* [Belge Bölümü]
Özgür gazeteciliğe destek olun
Search
Close this search box.

Erdoğan’ın hedefinde neden Akşener var?

Cumhurbaşkanı Erdoğan, 24 Haziran seçimleri öncesi adını bile anmadığı Meral Akşener’i, 31 Mart seçimleri öncesi sert eleştirilerle hedef alıyor. Neden böyle yapıyor? Başarılı oluyor mu?

Yayına hazırlayan: Gamze Elvan

Merhaba, iyi günler. 

Bugün, uzun süredir yaptığım bazı değerlendirmelerde değindiğim bir hususu başlı başına ele almak istiyorum. O da Cumhurbaşkanı Erdoğan’ın Meral Akşener’e yönelik polemikleri ya da polemik girişimleri diyelim. Bunu neden yaptığını, buradan sonuç elde edip edemeyeceğini ele almak istiyorum ve burada tabii temel soru şu — geçen bir yayında söylediğim gibi: Erdoğan’ın bu seçim öncesinde yeni bir Muharrem İnce’ye ihtiyacı var. Muharrem İnce ile ne olmuştu? 24 Haziran öncesinde Muharrem İnce, arkasındaki muhalif kesimlerin desteğini kendi başarısı olarak görüp bunun üzerinden kendisine güveni artmış bir şekilde Erdoğan’la bir düelloya girişti ve kaybetti — kazanması da mümkün değildi. Ama bu arada esas meselelerin, özellikle de Erdoğan’a oy verme potansiyeli olan kitlelerin Erdoğan’la aralarına mesafe koymalarına yol açacak konuları gündeme getirmedi — ya da gündemin geri sıralarında getirdi. Erdoğan, seçim kampanyalarında sahici sorunların –ki bu sorunların hemen hemen hepsinin birinci derecede sorumlusu kendisi ve yönetimi oluyor– konuşulması yerine, bu siyasî-ideolojik meselelerin bir kavga halinde dile gelmesini tercih ediyor ve bunu uzun bir süredir yapıyor — bunda da genellikle başarılı oluyor. Başarısız olduğu anlar da oldu tabii; ama bu genellikle işleyen bir formül olarak gözüktü ve 24 Haziran bunun en açık örneğiydi.

[Konum belirleme kayıtları]
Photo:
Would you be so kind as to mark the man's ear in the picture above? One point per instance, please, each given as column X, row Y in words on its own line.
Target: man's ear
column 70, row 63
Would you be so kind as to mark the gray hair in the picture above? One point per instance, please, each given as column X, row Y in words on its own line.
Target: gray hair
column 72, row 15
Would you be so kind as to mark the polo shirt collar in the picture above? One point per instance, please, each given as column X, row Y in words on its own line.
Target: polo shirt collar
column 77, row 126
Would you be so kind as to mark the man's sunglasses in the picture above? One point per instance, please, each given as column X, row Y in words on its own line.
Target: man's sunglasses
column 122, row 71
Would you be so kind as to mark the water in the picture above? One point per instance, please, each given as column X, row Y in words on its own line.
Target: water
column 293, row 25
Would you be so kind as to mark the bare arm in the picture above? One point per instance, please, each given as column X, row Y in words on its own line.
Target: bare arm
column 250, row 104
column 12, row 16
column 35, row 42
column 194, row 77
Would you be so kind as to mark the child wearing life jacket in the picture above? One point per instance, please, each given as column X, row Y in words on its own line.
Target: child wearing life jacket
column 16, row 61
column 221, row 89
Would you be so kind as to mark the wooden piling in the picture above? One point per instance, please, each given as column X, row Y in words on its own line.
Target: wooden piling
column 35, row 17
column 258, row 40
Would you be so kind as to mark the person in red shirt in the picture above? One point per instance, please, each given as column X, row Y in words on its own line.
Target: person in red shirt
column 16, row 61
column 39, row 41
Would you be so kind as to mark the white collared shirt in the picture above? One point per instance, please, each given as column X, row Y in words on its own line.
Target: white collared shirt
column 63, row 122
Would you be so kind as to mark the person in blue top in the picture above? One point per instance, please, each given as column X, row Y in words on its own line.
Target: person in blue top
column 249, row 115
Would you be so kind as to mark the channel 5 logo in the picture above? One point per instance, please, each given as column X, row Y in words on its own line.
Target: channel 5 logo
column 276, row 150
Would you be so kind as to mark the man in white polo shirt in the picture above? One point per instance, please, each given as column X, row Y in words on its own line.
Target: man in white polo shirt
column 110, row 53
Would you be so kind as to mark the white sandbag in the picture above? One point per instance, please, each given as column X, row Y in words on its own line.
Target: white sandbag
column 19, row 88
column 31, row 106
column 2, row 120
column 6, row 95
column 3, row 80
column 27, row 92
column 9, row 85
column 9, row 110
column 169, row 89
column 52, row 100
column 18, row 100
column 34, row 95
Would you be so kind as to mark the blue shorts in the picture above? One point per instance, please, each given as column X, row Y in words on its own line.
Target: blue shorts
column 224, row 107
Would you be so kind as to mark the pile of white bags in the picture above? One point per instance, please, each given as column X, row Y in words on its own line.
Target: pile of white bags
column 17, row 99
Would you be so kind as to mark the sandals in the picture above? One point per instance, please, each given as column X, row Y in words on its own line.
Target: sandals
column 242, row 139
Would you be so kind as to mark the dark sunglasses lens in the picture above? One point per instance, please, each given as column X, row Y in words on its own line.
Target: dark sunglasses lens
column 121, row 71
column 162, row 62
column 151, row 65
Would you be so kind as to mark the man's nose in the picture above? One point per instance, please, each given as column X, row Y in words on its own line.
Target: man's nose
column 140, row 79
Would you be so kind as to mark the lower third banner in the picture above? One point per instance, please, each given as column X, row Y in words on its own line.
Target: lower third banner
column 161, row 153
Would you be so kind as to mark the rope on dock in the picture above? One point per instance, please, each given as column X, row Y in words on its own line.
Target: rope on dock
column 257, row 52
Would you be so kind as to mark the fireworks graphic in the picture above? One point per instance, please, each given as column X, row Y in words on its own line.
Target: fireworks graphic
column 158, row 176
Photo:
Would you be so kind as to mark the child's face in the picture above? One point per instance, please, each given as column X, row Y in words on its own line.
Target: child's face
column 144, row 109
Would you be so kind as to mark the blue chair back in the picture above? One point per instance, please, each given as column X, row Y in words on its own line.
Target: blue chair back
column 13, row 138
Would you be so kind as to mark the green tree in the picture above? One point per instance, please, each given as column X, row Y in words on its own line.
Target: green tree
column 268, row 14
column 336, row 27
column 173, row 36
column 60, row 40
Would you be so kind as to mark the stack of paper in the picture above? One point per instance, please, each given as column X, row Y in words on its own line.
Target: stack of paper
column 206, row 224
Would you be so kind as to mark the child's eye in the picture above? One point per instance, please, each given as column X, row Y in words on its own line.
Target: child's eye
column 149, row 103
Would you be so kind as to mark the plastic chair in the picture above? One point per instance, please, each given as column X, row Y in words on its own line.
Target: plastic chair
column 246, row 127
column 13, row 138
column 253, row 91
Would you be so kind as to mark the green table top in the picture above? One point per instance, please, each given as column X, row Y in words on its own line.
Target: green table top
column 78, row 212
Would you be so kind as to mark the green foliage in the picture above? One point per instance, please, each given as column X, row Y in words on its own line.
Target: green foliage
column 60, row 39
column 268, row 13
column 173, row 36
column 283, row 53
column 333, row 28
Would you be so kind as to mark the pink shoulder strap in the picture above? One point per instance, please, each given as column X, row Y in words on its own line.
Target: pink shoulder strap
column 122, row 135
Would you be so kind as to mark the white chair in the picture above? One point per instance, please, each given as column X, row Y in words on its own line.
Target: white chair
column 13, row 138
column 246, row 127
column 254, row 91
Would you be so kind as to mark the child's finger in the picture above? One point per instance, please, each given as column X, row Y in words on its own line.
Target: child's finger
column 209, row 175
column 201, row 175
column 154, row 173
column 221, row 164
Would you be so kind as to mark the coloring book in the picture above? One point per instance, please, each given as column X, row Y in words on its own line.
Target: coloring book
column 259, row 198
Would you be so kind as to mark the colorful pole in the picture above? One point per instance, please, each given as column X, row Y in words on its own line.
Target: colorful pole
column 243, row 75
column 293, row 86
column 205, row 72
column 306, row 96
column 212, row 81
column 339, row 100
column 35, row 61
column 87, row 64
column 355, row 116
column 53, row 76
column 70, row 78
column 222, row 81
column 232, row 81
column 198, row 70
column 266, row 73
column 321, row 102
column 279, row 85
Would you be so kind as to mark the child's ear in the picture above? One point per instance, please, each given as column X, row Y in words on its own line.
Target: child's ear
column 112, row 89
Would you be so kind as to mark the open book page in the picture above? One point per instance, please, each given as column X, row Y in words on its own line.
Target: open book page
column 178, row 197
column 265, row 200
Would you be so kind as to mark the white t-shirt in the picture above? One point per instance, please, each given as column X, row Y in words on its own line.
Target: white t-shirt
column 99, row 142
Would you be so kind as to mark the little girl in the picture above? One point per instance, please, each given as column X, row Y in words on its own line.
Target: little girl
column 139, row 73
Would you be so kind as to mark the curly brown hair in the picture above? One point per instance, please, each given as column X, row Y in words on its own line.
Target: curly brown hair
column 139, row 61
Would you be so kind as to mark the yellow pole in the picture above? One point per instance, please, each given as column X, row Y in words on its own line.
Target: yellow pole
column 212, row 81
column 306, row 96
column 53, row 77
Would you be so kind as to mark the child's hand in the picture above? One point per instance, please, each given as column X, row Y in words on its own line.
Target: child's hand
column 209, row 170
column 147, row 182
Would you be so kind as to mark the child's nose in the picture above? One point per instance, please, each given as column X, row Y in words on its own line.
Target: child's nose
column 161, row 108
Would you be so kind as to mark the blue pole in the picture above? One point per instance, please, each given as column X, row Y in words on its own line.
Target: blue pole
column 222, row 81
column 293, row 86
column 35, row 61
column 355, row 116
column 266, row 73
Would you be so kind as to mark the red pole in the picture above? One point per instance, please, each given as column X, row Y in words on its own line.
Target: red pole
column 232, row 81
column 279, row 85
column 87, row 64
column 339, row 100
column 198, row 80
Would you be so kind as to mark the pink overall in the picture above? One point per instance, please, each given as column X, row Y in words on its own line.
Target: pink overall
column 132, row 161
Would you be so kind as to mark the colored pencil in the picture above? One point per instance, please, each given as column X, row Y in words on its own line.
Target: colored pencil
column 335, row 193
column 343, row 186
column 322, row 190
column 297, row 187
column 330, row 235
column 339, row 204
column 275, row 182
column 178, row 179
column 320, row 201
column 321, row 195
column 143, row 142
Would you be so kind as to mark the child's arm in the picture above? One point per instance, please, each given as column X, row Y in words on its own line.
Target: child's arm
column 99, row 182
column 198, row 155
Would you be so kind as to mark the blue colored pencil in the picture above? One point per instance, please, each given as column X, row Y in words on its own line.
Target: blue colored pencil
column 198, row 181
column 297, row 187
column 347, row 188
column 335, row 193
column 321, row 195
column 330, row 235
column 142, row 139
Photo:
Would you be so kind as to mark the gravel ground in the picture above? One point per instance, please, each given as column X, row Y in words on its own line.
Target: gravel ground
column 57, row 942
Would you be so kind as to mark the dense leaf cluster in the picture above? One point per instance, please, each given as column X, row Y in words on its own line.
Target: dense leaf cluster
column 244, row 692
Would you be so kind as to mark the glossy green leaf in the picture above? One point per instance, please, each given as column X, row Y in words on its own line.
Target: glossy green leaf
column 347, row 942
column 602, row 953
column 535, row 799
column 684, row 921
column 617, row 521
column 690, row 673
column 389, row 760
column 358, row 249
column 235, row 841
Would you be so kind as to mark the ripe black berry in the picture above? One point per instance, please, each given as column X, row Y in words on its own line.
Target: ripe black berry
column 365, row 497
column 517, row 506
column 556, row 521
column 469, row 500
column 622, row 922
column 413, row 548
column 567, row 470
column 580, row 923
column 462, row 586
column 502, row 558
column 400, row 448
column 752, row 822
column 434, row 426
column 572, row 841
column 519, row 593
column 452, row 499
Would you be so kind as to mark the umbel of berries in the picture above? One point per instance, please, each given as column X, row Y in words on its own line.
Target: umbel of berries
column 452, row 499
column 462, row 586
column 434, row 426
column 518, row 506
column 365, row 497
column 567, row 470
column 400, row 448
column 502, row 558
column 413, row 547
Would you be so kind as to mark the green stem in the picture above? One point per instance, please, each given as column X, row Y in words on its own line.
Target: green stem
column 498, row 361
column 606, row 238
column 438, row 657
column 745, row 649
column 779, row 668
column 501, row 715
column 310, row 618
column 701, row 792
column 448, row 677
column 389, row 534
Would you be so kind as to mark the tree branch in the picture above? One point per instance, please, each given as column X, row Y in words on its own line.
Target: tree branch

* [Görevler]
A: Akşener yazısında adı geçen bütün kişileri ilk geçtikleri sırayla yazın.
B: Akşener yazısına göre aşağıdaki soruları yanıtlayın:
(i) Erdoğan, Akşener'i hangi seçimler öncesinde sert eleştirilerle hedef alıyor?
(ii) Yazıyı yayına kim hazırlamış?
(iii) Yazara göre Erdoğan'ın bu seçim öncesinde neye ihtiyacı var?

* [Görev Yanıtları]
A: Erdoğan, Meral Akşener, Gamze Elvan, Muharrem İnce

B:
(i) 31 Mart seçimleri
(ii) Gamze Elvan
(iii) Yeni bir Muharrem İnce'ye